Фрагмент текста:
· · ·
Николай Алексеев - Русский народ и государство
На пиру князь Владимир имеет почет хозяйский, а не царский. Вообще князья в былинах суть князья весьма демократические, мужицкие. Они приглашают к себе за стол бродячих людей, разбойников, и даже сажают их на первое место. А потом разбойники эти убивают князя и его жену, и сына, набирают войска, идут на Киев, на великого князя Владимира. И Владимир не имеет силы их отразить, в свою очередь, зовет их к себе в гости и сажает их на первое место. Когда старший сын великого князя, Карамышев, не хочет обносить вином разбойника, князь гневается и приказывает отрубить сыну голову. Только смелый поступок сына избавляет Владимира от разбойника.[77] Народ русский чувствует, таким образом, силу казацкой стихии, силу «воровских» людей, дикой вольницы, и даже склонен, как мы увидим, к идеализации этой силы при сопоставлении ее с князем.
· · ·
Исходные данные:
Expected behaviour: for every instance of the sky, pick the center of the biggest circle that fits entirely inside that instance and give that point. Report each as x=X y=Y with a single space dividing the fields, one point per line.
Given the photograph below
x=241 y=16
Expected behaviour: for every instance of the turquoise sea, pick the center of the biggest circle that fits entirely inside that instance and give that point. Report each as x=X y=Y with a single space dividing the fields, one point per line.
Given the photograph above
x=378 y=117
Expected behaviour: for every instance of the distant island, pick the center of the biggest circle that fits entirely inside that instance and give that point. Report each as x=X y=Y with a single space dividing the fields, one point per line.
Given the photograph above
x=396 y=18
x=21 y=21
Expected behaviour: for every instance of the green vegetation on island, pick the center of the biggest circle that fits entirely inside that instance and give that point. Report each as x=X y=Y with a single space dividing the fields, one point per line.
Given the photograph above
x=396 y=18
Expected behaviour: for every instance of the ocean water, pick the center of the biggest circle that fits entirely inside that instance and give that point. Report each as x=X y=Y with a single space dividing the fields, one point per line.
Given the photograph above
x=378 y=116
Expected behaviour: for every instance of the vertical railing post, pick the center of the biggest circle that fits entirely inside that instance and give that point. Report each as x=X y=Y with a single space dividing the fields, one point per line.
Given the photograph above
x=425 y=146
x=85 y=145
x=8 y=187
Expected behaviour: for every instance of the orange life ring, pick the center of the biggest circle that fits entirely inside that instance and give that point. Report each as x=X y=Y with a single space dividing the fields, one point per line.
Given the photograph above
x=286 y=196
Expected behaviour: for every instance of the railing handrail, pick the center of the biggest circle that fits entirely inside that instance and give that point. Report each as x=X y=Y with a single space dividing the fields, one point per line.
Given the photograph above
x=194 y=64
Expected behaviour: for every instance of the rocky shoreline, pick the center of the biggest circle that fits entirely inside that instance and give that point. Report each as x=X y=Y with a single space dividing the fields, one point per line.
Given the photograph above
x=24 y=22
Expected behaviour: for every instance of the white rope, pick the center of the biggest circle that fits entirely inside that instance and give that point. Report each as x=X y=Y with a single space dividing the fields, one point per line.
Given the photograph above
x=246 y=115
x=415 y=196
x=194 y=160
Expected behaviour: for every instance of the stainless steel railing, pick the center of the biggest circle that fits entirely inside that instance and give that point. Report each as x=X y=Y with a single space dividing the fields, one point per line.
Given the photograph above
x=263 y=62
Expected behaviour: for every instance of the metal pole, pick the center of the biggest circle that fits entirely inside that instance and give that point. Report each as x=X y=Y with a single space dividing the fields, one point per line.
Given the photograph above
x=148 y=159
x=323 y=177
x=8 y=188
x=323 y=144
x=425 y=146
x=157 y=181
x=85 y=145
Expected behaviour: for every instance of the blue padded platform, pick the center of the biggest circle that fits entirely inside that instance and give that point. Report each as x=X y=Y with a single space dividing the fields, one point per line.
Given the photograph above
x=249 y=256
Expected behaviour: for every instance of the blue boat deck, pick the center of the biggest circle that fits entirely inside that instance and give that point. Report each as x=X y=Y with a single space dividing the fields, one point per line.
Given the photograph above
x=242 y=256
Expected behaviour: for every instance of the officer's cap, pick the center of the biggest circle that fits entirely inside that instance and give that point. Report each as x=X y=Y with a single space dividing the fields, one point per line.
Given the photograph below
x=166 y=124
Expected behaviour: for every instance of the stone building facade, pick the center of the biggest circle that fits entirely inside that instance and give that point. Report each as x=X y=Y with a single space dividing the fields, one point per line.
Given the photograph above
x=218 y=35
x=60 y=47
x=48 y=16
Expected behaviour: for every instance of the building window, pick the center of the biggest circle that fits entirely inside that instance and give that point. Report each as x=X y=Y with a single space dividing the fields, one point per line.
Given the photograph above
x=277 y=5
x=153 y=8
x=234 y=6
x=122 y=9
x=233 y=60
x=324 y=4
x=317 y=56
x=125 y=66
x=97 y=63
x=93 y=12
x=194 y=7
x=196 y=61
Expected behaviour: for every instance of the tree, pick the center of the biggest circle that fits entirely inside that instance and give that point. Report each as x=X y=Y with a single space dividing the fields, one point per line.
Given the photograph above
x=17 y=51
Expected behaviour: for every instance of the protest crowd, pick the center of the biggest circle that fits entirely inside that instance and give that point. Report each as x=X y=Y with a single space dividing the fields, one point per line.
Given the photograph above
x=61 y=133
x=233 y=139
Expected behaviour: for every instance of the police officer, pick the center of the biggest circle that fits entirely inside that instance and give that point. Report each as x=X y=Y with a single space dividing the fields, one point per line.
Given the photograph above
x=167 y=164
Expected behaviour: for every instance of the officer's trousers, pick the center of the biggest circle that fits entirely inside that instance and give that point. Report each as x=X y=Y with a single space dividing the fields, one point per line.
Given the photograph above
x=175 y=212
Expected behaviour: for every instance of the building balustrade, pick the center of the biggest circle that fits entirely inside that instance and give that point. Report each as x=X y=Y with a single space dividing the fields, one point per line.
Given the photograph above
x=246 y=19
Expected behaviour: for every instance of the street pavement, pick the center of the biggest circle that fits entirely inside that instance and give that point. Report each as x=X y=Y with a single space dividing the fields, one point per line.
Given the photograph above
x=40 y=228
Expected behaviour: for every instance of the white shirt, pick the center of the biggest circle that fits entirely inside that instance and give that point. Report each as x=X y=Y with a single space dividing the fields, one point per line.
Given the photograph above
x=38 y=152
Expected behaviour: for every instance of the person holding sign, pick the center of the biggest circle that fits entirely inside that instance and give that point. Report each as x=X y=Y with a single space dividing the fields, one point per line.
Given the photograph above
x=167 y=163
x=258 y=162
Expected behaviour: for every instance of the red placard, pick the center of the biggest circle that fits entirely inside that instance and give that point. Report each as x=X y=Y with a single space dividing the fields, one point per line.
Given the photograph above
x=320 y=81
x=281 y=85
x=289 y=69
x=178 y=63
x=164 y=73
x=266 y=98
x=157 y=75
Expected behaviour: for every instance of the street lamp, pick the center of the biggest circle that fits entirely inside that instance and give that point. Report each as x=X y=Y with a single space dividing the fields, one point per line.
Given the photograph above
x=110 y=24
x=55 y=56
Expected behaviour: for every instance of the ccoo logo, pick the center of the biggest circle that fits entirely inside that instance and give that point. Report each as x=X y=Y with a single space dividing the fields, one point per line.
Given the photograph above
· · ·
Условие задания: Выпишите дословно из отрывка о князьях в былинах часть, которая открывается словами, содержащими «Николай Алексеев - Русский», и завершается словами «ее с князем.».

Решение:
Николай Алексеев - Русский народ и государство
На пиру князь Владимир имеет почет хозяйский, а не царский. Вообще князья в былинах суть князья весьма демократические, мужицкие. Они приглашают к себе за стол бродячих людей, разбойников, и даже сажают их на первое место. А потом разбойники эти убивают князя и его жену, и сына, набирают войска, идут на Киев, на великого князя Владимира. И Владимир не имеет силы их отразить, в свою очередь, зовет их к себе в гости и сажает их на первое место. Когда старший сын великого князя, Карамышев, не хочет обносить вином разбойника, князь гневается и приказывает отрубить сыну голову. Только смелый поступок сына избавляет Владимира от разбойника.[77] Народ русский чувствует, таким образом, силу казацкой стихии, силу «воровских» людей, дикой вольницы, и даже склонен, как мы увидим, к идеализации этой силы при сопоставлении ее с князем.